**TRY IT:** Exactly reproduce the lines beginning with the line that includes "Would you be able to indicate the combat" and ending with the last line of the data.

[[ GIVEN RECORDS, beginning ]]

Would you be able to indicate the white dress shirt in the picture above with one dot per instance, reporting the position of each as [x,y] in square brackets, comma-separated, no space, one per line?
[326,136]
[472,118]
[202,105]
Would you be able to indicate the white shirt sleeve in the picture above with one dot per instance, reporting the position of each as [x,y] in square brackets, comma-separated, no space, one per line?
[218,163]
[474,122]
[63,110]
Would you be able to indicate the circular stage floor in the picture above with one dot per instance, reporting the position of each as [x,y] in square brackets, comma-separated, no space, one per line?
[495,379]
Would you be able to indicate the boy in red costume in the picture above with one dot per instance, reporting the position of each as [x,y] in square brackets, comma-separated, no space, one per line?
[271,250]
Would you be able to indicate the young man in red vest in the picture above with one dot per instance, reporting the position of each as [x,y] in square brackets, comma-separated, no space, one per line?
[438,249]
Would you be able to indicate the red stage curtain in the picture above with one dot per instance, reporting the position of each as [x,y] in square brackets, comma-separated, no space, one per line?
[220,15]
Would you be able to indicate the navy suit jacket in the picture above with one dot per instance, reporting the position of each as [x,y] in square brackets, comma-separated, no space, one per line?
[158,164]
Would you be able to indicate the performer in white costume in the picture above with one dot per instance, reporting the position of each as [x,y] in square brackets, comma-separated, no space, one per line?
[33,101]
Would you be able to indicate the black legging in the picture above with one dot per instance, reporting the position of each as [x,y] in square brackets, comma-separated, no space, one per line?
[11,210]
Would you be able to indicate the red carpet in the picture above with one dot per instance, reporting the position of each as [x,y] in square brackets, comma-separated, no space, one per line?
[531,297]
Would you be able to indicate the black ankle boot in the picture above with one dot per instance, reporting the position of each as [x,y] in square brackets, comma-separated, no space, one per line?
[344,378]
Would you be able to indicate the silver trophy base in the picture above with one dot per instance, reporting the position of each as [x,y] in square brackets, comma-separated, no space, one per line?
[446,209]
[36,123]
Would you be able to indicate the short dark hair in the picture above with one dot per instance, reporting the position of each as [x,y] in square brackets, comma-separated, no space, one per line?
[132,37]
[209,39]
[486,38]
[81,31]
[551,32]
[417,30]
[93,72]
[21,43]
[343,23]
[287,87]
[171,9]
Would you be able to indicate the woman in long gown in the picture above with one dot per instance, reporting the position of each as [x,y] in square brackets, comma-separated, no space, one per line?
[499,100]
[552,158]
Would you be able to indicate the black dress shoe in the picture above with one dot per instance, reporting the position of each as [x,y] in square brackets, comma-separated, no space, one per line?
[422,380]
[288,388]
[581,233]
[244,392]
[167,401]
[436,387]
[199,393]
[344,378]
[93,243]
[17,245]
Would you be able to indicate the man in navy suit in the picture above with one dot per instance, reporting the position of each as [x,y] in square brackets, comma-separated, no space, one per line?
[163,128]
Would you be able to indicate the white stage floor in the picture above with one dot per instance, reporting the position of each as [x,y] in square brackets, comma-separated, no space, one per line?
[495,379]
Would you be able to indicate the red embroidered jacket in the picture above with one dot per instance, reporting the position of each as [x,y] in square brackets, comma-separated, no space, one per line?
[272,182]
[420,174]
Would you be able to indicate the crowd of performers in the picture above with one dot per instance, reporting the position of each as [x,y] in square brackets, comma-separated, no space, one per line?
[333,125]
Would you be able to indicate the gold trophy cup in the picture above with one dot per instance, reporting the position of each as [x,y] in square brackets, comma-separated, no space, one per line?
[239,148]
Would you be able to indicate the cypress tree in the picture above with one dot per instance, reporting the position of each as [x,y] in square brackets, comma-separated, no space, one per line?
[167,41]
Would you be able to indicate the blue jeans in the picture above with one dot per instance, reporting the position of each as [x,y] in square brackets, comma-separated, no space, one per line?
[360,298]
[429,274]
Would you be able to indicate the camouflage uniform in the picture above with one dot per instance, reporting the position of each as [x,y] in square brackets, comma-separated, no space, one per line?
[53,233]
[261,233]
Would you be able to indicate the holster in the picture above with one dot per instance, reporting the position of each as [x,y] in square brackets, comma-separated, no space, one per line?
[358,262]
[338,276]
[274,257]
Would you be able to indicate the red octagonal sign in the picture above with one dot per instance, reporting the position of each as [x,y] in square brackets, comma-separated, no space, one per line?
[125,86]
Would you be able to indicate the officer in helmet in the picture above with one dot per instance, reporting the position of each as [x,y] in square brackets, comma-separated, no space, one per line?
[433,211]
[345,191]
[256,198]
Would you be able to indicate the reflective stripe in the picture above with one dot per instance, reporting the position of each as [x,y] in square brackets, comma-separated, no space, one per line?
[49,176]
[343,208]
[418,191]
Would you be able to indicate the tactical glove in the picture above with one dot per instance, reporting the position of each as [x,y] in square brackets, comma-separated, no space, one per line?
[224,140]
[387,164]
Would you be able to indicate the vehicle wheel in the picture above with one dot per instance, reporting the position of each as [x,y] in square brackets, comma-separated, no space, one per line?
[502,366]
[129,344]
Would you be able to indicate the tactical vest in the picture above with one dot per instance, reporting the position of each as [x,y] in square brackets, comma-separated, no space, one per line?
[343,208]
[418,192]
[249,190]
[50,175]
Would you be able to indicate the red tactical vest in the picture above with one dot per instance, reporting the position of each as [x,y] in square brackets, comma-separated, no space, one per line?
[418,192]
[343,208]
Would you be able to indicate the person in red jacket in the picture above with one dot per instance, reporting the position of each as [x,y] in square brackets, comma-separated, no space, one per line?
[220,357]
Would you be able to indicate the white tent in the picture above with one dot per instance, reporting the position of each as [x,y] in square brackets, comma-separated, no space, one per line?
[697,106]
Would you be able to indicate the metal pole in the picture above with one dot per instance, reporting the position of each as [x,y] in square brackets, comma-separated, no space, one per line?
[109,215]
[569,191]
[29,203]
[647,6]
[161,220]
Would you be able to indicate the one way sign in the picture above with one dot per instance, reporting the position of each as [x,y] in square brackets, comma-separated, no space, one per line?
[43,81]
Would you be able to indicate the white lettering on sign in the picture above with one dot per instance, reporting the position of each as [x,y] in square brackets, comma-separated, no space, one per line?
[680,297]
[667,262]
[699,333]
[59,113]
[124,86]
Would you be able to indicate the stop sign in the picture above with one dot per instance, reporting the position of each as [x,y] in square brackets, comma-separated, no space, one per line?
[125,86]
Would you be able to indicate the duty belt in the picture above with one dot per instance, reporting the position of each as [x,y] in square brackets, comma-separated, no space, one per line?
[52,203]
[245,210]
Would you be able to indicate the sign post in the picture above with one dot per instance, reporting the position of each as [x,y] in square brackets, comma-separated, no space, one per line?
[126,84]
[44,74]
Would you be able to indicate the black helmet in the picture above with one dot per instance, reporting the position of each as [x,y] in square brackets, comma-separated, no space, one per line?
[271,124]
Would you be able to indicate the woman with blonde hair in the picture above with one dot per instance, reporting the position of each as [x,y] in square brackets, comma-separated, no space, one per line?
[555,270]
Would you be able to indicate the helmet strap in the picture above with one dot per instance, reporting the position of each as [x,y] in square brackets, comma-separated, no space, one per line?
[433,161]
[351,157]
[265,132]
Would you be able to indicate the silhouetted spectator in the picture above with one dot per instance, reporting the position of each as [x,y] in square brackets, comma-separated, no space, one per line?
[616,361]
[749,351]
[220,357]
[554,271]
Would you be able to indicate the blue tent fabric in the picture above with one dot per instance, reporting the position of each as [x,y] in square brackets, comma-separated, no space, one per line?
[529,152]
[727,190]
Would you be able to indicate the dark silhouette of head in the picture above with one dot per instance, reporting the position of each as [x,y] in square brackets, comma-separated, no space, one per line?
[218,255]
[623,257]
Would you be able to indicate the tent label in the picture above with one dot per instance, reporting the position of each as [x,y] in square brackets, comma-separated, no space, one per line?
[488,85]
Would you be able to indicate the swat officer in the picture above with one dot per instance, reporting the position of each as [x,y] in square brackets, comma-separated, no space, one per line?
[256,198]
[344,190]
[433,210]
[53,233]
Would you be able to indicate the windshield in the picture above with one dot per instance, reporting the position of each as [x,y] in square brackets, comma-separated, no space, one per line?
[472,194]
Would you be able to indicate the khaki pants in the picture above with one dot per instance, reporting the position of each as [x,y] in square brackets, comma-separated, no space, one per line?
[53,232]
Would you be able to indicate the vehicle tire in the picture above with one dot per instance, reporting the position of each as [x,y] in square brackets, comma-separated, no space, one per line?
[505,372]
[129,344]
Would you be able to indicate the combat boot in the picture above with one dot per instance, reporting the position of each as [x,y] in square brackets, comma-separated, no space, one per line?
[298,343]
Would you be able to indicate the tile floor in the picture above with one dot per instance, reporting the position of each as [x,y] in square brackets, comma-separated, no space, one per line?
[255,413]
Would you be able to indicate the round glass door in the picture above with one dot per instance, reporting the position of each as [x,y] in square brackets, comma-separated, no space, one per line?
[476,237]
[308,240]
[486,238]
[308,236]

[[ GIVEN RECORDS, end ]]

**ANSWER:**
Would you be able to indicate the combat boot in the picture above with one dot per instance, reporting the position of each as [x,y] in square brackets, comma-separated, no space, one per line?
[298,343]
Would you be able to indicate the tile floor in the picture above with one dot per instance, reporting the position of each as [x,y] in square brackets, comma-separated, no space, one per line?
[255,413]
Would you be able to indicate the round glass door in the picture above with one dot per instance, reporting the position of each as [x,y] in square brackets, comma-separated, no space, one per line?
[476,237]
[308,240]
[486,238]
[308,236]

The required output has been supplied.